Recast every line of the rows below as a numbered list, omitting any blank lines.

-- begin SOURCE RECORDS --

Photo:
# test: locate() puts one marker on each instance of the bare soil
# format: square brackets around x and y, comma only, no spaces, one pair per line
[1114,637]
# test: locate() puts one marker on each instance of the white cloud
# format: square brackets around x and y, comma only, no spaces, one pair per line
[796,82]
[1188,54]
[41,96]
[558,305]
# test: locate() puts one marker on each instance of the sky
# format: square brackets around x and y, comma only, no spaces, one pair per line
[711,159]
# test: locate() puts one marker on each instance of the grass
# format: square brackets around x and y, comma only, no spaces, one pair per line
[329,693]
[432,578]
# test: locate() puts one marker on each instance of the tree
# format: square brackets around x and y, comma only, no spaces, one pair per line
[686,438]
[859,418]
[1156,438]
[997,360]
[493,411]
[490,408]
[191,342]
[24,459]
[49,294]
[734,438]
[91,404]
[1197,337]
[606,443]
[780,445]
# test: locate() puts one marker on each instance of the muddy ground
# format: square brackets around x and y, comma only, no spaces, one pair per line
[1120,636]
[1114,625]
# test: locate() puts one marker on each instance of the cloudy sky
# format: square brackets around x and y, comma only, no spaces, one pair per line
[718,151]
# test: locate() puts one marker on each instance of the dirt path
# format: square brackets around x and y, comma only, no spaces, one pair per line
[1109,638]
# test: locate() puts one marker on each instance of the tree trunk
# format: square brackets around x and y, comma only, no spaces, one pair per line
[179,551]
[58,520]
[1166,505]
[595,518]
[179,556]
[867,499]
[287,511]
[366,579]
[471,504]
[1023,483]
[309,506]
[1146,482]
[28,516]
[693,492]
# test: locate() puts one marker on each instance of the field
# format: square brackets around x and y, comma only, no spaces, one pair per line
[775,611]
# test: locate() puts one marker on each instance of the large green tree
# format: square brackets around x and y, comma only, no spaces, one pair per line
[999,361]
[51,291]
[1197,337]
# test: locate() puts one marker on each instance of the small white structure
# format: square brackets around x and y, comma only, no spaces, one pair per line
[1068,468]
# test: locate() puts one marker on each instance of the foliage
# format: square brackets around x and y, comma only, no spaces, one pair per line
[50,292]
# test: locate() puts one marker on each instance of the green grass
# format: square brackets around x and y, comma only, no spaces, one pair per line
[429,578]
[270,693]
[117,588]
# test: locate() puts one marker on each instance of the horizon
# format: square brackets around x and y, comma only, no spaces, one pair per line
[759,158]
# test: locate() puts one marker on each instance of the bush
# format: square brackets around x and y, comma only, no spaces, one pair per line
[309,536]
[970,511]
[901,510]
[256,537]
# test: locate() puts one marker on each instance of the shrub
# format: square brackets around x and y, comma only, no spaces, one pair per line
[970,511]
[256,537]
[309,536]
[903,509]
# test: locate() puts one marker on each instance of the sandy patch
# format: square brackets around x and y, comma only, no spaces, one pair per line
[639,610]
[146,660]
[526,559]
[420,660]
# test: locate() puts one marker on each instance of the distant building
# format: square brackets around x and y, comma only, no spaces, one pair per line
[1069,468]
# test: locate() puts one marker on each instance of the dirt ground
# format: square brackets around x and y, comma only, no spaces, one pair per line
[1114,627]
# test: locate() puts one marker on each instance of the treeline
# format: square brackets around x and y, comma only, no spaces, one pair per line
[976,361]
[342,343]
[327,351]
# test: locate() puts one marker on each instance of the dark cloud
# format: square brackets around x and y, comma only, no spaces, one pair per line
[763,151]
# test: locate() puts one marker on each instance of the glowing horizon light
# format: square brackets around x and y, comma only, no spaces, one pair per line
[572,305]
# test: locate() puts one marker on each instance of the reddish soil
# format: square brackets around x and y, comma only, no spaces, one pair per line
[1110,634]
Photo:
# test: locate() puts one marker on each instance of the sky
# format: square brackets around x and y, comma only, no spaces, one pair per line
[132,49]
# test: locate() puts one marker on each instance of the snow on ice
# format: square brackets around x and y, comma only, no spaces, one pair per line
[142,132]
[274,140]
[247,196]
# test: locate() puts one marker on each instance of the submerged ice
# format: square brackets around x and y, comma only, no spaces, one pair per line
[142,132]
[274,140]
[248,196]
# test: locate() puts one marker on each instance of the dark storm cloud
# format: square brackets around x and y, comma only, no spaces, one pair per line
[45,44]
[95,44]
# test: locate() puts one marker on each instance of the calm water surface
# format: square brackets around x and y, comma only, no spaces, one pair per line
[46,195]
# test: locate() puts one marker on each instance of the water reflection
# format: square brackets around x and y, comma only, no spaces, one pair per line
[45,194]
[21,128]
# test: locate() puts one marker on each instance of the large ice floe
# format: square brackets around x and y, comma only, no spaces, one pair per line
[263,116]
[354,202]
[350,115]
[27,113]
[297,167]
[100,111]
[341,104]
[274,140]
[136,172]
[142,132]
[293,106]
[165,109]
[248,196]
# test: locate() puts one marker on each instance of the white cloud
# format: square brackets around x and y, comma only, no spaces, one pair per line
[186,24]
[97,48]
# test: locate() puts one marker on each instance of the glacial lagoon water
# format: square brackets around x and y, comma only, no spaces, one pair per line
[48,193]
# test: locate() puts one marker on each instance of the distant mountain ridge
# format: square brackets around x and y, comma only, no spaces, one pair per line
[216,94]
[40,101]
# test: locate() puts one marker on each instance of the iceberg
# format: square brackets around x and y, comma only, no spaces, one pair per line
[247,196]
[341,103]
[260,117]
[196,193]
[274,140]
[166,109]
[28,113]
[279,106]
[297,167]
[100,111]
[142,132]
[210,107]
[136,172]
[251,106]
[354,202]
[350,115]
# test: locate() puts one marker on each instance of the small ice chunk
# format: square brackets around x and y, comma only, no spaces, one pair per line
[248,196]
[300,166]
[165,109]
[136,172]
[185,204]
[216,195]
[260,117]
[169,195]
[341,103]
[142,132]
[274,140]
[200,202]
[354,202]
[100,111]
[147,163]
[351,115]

-- end SOURCE RECORDS --

**CORRECT OUTPUT**
1. Photo:
2. # test: locate() puts one marker on each instance of the bare soil
3. # format: square brackets around x and y, comma only, no spaces, one pair per line
4. [1114,637]
5. # test: locate() puts one marker on each instance of the white cloud
6. # format: square brackets around x and y, comma only, no spaces, one pair per line
7. [796,82]
8. [1188,54]
9. [41,96]
10. [558,305]
11. # test: locate() puts one marker on each instance of the sky
12. # format: square brackets around x and y, comma only, no spaces, one pair per line
13. [711,159]
14. # test: locate() puts one marker on each instance of the grass
15. # format: square brackets around x and y, comma only, no spaces, one pair per line
16. [329,693]
17. [432,578]
18. # test: locate() puts one marker on each instance of the tree
19. # format: square brackets around x and y, comma only, no spaces, one pair per line
20. [686,438]
21. [859,418]
22. [1156,438]
23. [997,360]
24. [493,411]
25. [490,408]
26. [191,342]
27. [24,459]
28. [49,294]
29. [734,438]
30. [91,404]
31. [1197,337]
32. [606,443]
33. [780,445]
34. # test: locate() puts one marker on each instance of the muddy ground
35. # format: square brackets around x and y, comma only, no spaces, one pair per line
36. [1120,636]
37. [1114,625]
38. # test: locate() puts one marker on each instance of the cloudy sky
39. # format: square brackets around x and y, comma only, no spaces, one pair per line
40. [718,151]
41. # test: locate() puts one marker on each instance of the dirt path
42. # format: square brackets around x and y, comma only, no spaces, one pair per line
43. [1109,638]
44. # test: locate() puts one marker on each instance of the tree trunk
45. # format: square brackets around x and y, comma only, no spaces, one pair per line
46. [179,551]
47. [58,520]
48. [1166,505]
49. [595,518]
50. [179,556]
51. [867,499]
52. [287,511]
53. [366,579]
54. [471,504]
55. [1023,483]
56. [309,506]
57. [1146,482]
58. [28,516]
59. [693,492]
60. # test: locate() puts one marker on each instance of the field
61. # format: square brackets around x and y, comma only, no spaces, one pair per line
62. [775,611]
63. # test: locate() puts one marker on each instance of the large green tree
64. # format: square brackets around x and y, comma only, no spaces, one pair per line
65. [999,361]
66. [51,291]
67. [1197,337]
68. # test: locate() puts one marker on each instance of the small white structure
69. # format: square brackets around x and y, comma only, no spaces, one pair per line
70. [1068,468]
71. # test: locate() puts one marker on each instance of the foliage
72. # format: square brackets around x and y, comma only, no spaces, one pair per line
73. [50,292]
74. # test: locate() puts one marker on each instance of the green grass
75. # format: square brackets around x and y, comma only, no spaces, one pair per line
76. [429,578]
77. [270,693]
78. [117,588]
79. # test: locate() puts one marker on each instance of the horizon
80. # format: square brackets around x and y, comma only, no spaces, one pair per line
81. [759,158]
82. # test: locate() puts one marker on each instance of the bush
83. # format: square brackets around x and y, comma only, no spaces, one pair per line
84. [309,536]
85. [970,511]
86. [901,510]
87. [256,537]
88. # test: locate() puts one marker on each instance of the shrub
89. # format: square brackets around x and y, comma only, no spaces, one pair per line
90. [970,511]
91. [256,537]
92. [309,536]
93. [903,509]
94. # test: locate() puts one marker on each instance of the sandy patch
95. # format: square brackets around x and y, comma only, no spaces, one pair per line
96. [639,610]
97. [146,660]
98. [526,559]
99. [420,660]
100. # test: locate() puts one marker on each instance of the distant building
101. # format: square brackets around x and y, comma only, no spaces, one pair per line
102. [1069,468]
103. # test: locate() puts one marker on each instance of the dirt ground
104. # format: square brackets around x and y, comma only, no spaces, one pair per line
105. [1114,627]
106. # test: locate() puts one marker on each instance of the treeline
107. # format: square brackets around x and y, comma only, no spaces, one pair per line
108. [976,361]
109. [342,343]
110. [327,351]
111. # test: locate() puts one marker on each instance of the dark cloud
112. # format: square brackets around x and y, comma only, no spaces, one pair per line
113. [763,151]
114. # test: locate() puts one marker on each instance of the glowing horizon light
115. # format: square brackets around x and y, comma only, no spaces, one pair per line
116. [572,305]
117. # test: locate() puts one marker on each instance of the reddish soil
118. # format: square brackets around x and y, comma only, no spaces, one pair per line
119. [1110,634]
120. Photo:
121. # test: locate() puts one marker on each instance of the sky
122. # format: square brackets around x and y, comma only, no spaces, one pair per line
123. [132,49]
124. # test: locate() puts one marker on each instance of the snow on ice
125. # format: square brackets around x and y, comma only, no spaces, one pair per line
126. [142,132]
127. [274,140]
128. [247,196]
129. # test: locate() puts one marker on each instance of the submerged ice
130. # format: square brackets around x and y, comma only, no spaces, one pair per line
131. [142,132]
132. [274,140]
133. [248,196]
134. # test: locate() puts one marker on each instance of the dark storm cloud
135. # format: square brackets around x and y, comma only, no spaces, one pair per line
136. [45,44]
137. [95,44]
138. # test: locate() puts one marker on each instance of the calm water surface
139. # format: square brackets around x and y, comma only, no spaces, one pair per line
140. [46,195]
141. # test: locate() puts one marker on each instance of the water reflection
142. # format: square brackets around x and y, comma only, no spaces, one pair per line
143. [45,194]
144. [21,128]
145. # test: locate() puts one marker on each instance of the large ice floe
146. # format: square brackets around x and y, comma only, no spaces, one pair per line
147. [263,116]
148. [354,202]
149. [350,115]
150. [27,113]
151. [297,167]
152. [100,111]
153. [341,104]
154. [274,140]
155. [136,172]
156. [142,132]
157. [293,106]
158. [165,109]
159. [248,196]
160. # test: locate() puts one marker on each instance of the white cloud
161. # format: square brackets around x and y, comma only, no spaces, one pair per line
162. [186,24]
163. [97,48]
164. # test: locate() puts one marker on each instance of the glacial lagoon water
165. # format: square brackets around x and y, comma only, no spaces, one pair per line
166. [48,193]
167. # test: locate() puts one marker on each instance of the distant mountain ridge
168. # format: square brackets around x and y, comma only, no spaces, one pair per line
169. [216,94]
170. [40,101]
171. # test: locate() puts one marker on each instance of the iceberg
172. # format: square brackets around x and y, comma only, no spaces, one pair per line
173. [247,196]
174. [341,103]
175. [260,117]
176. [196,193]
177. [274,140]
178. [166,109]
179. [28,113]
180. [279,106]
181. [297,167]
182. [100,111]
183. [142,132]
184. [210,107]
185. [136,172]
186. [251,106]
187. [354,202]
188. [350,115]
189. # test: locate() puts one marker on each instance of the small ice chunk
190. # format: square brackets around x and y, comma only, no spaces, one pair per line
191. [248,196]
192. [300,166]
193. [165,109]
194. [136,172]
195. [185,204]
196. [216,195]
197. [260,117]
198. [169,195]
199. [341,103]
200. [142,132]
201. [274,140]
202. [200,202]
203. [354,202]
204. [100,111]
205. [147,163]
206. [351,115]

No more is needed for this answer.